*Aim*:
Recast every line of the records below as a Markdown table with the columns Row and Line. Number the rows in sequence and omit blank lines.

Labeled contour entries
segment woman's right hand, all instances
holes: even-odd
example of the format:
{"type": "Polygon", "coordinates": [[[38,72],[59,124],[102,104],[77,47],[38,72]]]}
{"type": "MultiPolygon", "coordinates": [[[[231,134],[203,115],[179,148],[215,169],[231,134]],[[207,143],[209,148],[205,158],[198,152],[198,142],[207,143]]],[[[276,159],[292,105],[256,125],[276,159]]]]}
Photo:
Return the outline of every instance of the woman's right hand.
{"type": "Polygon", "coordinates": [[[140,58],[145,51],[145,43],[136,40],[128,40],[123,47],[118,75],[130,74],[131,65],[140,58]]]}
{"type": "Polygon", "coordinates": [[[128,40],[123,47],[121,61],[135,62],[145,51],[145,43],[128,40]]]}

*Complete output*:
| Row | Line |
|---|---|
| 1 | segment woman's right hand, all instances |
| 2 | holes: even-odd |
| 3 | example of the format: |
| 4 | {"type": "Polygon", "coordinates": [[[38,72],[59,124],[102,104],[77,47],[38,72]]]} |
| 5 | {"type": "MultiPolygon", "coordinates": [[[[231,134],[203,115],[179,148],[215,169],[231,134]],[[207,143],[209,148],[205,158],[198,152],[198,142],[207,143]]],[[[276,159],[292,105],[256,125],[276,159]]]]} |
| 6 | Photo: |
| 7 | Return the outline of every instance of the woman's right hand. |
| 8 | {"type": "Polygon", "coordinates": [[[140,58],[145,51],[145,43],[136,40],[128,40],[123,47],[118,75],[130,74],[131,65],[140,58]]]} |
| 9 | {"type": "Polygon", "coordinates": [[[128,40],[123,47],[121,61],[135,62],[145,51],[145,43],[128,40]]]} |